§ **DIRECTIONS**
How many lines in the listing below contain the string "trunk", with case counting? Give only the number.

##### MATERIAL TO PROCESS

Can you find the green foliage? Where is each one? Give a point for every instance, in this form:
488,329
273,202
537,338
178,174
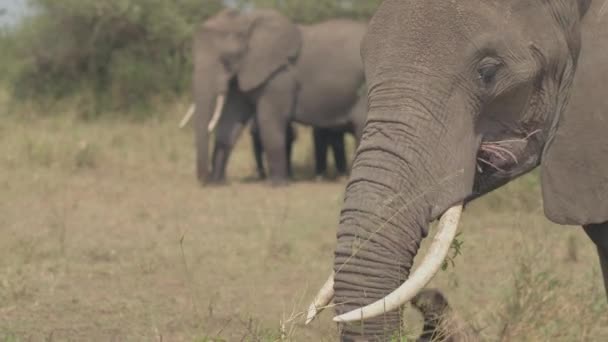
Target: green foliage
307,11
119,55
124,51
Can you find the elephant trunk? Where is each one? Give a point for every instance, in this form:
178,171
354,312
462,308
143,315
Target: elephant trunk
375,251
403,177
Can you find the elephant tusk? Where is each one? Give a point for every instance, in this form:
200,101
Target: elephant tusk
217,113
448,225
187,117
325,295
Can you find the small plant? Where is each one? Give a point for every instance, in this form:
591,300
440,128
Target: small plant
456,248
86,156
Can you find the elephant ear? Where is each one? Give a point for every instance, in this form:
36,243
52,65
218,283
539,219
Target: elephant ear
274,41
575,163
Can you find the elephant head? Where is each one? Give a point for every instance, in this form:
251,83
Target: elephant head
463,97
234,54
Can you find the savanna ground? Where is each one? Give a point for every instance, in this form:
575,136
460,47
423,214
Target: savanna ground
106,235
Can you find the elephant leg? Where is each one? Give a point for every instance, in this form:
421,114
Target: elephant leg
257,149
599,235
274,142
320,145
290,139
337,145
225,140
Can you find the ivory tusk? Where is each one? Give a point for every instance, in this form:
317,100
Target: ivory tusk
217,113
187,117
448,225
324,297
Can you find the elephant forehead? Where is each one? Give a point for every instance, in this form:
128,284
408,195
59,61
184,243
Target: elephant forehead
424,32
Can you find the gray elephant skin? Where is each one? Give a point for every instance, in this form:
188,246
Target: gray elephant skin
323,139
465,96
261,63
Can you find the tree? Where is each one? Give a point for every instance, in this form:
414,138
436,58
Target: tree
309,11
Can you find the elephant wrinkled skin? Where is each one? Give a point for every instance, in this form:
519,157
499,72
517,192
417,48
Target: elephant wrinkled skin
465,96
263,64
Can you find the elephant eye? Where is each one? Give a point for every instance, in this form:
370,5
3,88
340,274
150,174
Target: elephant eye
487,70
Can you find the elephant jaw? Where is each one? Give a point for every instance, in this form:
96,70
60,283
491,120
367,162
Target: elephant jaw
448,226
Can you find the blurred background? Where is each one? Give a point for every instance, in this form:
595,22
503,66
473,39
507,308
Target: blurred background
105,234
121,54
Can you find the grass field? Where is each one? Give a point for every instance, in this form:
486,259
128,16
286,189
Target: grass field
105,235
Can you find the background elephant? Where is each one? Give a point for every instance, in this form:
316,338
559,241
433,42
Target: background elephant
258,149
260,63
323,138
465,96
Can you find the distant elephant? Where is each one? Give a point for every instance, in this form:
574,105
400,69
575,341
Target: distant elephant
465,96
258,149
441,323
260,63
323,138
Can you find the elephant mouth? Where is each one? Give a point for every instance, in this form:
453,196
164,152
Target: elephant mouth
502,157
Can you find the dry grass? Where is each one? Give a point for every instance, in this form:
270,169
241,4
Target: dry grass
107,236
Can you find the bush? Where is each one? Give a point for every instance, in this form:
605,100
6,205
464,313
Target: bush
118,55
124,51
307,11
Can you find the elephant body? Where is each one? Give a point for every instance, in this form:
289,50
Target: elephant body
323,139
465,96
258,149
264,65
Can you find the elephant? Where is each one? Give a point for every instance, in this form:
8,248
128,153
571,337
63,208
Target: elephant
441,323
258,149
334,138
464,97
262,64
322,139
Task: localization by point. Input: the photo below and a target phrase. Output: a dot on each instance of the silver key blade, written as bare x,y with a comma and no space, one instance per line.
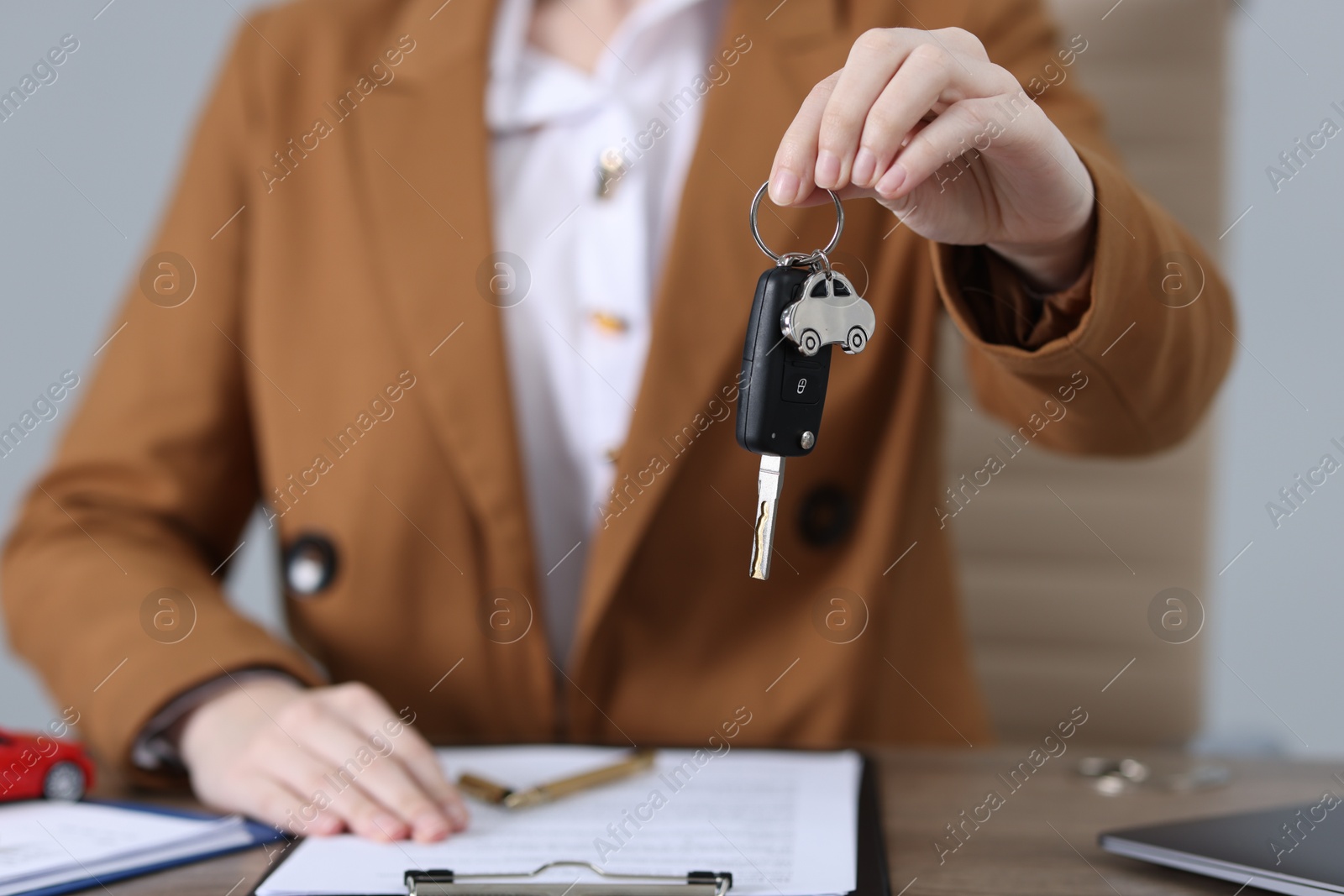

##########

§ **RESULT**
2